ENTRIES ->

'''

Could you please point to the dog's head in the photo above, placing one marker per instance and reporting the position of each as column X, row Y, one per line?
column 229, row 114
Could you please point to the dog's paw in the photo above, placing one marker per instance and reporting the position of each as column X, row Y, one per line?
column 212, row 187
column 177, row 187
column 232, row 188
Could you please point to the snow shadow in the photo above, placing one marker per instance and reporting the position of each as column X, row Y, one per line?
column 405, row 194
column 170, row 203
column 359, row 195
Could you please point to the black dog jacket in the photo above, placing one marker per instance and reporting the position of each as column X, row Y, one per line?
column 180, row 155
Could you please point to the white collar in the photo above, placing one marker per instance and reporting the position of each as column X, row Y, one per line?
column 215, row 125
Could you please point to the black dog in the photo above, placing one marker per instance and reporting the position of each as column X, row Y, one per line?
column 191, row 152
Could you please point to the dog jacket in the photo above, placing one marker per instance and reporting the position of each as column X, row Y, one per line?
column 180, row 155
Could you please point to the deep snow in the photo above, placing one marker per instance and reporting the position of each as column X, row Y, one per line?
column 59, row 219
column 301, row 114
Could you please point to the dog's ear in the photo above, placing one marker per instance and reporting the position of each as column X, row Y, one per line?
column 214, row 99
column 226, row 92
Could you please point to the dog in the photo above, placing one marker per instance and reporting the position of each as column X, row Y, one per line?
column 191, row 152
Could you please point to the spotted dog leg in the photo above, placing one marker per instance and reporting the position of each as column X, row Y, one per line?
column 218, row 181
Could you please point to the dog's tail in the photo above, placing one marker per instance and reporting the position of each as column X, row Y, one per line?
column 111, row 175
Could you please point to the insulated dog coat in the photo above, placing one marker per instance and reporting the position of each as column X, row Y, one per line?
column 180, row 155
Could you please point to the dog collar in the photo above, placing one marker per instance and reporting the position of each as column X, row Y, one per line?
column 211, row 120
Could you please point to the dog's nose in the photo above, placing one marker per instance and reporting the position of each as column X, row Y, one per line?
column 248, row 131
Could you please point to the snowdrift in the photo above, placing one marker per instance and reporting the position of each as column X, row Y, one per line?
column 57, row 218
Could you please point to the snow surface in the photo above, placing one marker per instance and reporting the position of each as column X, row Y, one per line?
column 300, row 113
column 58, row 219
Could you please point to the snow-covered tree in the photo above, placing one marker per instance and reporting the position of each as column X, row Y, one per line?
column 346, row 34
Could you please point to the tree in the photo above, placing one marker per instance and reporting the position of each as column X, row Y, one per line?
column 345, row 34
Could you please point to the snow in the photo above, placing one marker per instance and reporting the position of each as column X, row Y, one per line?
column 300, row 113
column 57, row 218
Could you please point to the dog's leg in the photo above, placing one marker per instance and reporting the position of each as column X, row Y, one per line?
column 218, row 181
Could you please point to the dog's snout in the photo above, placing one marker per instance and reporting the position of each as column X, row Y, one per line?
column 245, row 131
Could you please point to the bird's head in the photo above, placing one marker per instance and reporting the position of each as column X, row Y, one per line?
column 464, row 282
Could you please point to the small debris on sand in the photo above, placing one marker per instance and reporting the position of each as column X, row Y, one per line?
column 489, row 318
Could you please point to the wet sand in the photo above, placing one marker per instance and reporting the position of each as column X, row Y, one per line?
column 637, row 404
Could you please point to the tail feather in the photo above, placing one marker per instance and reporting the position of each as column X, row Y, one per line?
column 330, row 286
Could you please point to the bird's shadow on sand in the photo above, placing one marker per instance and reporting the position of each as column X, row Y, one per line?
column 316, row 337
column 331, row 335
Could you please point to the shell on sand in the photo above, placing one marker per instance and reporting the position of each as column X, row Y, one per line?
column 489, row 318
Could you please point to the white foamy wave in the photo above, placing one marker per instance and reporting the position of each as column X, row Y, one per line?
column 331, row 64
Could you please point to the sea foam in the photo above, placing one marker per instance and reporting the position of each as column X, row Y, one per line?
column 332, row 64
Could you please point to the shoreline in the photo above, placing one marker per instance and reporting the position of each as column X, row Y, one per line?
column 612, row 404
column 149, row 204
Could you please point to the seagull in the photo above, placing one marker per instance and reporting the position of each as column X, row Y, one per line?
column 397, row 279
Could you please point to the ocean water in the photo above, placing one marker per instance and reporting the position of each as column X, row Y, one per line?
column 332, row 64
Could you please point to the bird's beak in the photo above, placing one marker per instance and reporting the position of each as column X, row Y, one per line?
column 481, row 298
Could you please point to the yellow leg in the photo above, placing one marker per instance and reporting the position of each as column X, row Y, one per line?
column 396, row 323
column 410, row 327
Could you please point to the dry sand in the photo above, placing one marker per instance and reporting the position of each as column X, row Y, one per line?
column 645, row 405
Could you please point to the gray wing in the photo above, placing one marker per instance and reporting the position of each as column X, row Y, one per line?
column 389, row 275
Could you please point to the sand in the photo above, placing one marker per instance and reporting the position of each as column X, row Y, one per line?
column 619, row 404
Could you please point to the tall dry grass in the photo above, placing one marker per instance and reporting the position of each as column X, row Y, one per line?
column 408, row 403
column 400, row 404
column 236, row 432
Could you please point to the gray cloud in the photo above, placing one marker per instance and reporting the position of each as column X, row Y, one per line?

'''

WHAT TO DO ->
Extract the listing in its entirety and repeat it exactly.

WRITTEN SOLUTION ->
Could you please point to the dog's head in the photo above, placing one marker per instance and reporting the position of each as column X, row Y, one per line?
column 229, row 114
Could you please point to the dog's paw in the photo above, placing one marker per instance and reporting the position of each as column X, row Y, one per line?
column 212, row 187
column 177, row 187
column 232, row 188
Could you please point to the snow shadow in the photo above, placing one marker per instance and reporting the position of each as column X, row Y, one per line?
column 405, row 194
column 170, row 203
column 359, row 195
Could you please point to the black dog jacket in the photo above, placing one marker per instance and reporting the position of each as column X, row Y, one per line?
column 180, row 155
Could you please point to the white collar in the photo above, placing one marker per instance and reporting the position of each as column X, row Y, one per line?
column 215, row 125
Could you please point to the black dog in the photo above, placing one marker per instance and reporting the position of each as column X, row Y, one per line?
column 191, row 152
Could you please point to the dog jacket in the photo above, placing one marker per instance and reporting the position of each as column X, row Y, one per line?
column 180, row 155
Could you please point to the deep snow in the photo above, placing one marker per instance and reporting the position of each as column X, row Y, one per line?
column 59, row 219
column 301, row 114
Could you please point to the dog's ear in the photo above, placing one marker per instance and reporting the position of each as column X, row Y, one per line?
column 214, row 99
column 226, row 92
Could you please point to the dog in the photo above, placing one marker per instance and reporting the position of each as column X, row Y, one per line?
column 191, row 152
Could you please point to the spotted dog leg in the photo above, placing one marker per instance and reporting the position of each as column X, row Y, one per line?
column 218, row 181
Could you please point to the dog's tail in the photo above, placing one marker per instance and reporting the position of each as column X, row Y, one per line?
column 111, row 175
Could you please point to the insulated dog coat in the photo above, placing one marker per instance and reporting the position of each as column X, row Y, one per line?
column 180, row 155
Could you please point to the dog collar in the photo above, placing one marker per instance and reporting the position of each as column X, row Y, one per line?
column 211, row 120
Could you please point to the dog's nose in the photo above, placing one marker per instance and reporting the position of each as column X, row Y, one per line?
column 248, row 131
Could you please point to the snowdrift in the photo above, placing one marker per instance and reporting the position of each as column X, row Y, one per line?
column 57, row 218
Could you please point to the snow surface in the photo above, placing one marker per instance and reporting the position of each as column X, row Y, one per line?
column 300, row 113
column 58, row 219
Could you please point to the snow-covered tree in the photo above, placing one marker per instance and reporting the position of each as column X, row Y, one per line?
column 346, row 34
Could you please point to the tree in the photo above, placing one marker per instance and reporting the position of each as column X, row Y, one per line?
column 345, row 34
Could you please point to the snow in the photo above, placing one marker per instance and reporting the position of each as column X, row Y, one per line?
column 300, row 113
column 57, row 218
Could you please point to the dog's leg in the photo above, placing one marker per instance and reporting the position of each as column X, row Y, one per line?
column 218, row 181
Could you please point to the dog's snout in the photo above, placing one marker per instance and reporting the position of each as column X, row Y, one per line?
column 245, row 131
Could you please point to the bird's head in the photo above, placing one marker per instance and reporting the position of each as column X, row Y, one per line?
column 464, row 282
Could you please point to the small debris on sand in the photo above, placing one marker per instance and reporting the position of each as column X, row Y, one per line?
column 489, row 318
Could you please point to the wet sand in the photo above, placing one marker per instance and reporting the position of each as column X, row Y, one per line?
column 637, row 404
Could you please point to the tail feather in the photo above, placing one marker per instance and reporting the position of each as column X, row Y, one per line?
column 330, row 286
Could you please point to the bird's shadow on sand in the photo above, placing one marker per instance and reporting the position of each as column X, row Y, one per line?
column 316, row 337
column 331, row 335
Could you please point to the shell on sand in the photo above, placing one marker per instance and reporting the position of each as column X, row Y, one per line?
column 489, row 318
Could you please point to the white foamy wave in the photo above, placing one marker per instance and reporting the position of each as column X, row Y, one per line?
column 331, row 64
Could you please point to the sea foam in the photo above, placing one marker per instance and reporting the position of each as column X, row Y, one per line?
column 332, row 64
Could you please point to the shoreline in the photo above, placing one marker per instance and reporting the position of each as column X, row Y, one per line?
column 612, row 404
column 149, row 204
Could you please point to the seagull in the photo above, placing one marker per instance and reporting the position of each as column X, row Y, one per line?
column 397, row 279
Could you please point to the ocean water in the photo above, placing one marker per instance and reporting the position of each as column X, row Y, one per line?
column 332, row 64
Could you please point to the bird's beak in the photo above, placing one marker per instance and reporting the position of each as column X, row Y, one per line?
column 481, row 298
Could you please point to the yellow leg in the photo above, placing one marker per instance and reporting the position of each as column X, row Y, one per line?
column 396, row 323
column 410, row 327
Could you please point to the dry sand in the photo above, placing one marker per instance and reporting the position of each as column X, row Y, one per line?
column 645, row 405
Could you please point to the gray wing in the photo above, placing one marker per instance and reporting the position of each as column X, row Y, one per line?
column 389, row 275
Could you please point to the sand in the photo above, placing one marker per instance and reporting the position of each as column X, row Y, one per line?
column 619, row 404
Could you please point to the tall dry grass in the photo above, placing one marker per instance and reporting the position of each as column X, row Y, one per line?
column 408, row 403
column 400, row 404
column 236, row 432
Could you please point to the gray cloud in the photo above, placing one marker per instance and reporting the position of each as column X, row Y, one per line?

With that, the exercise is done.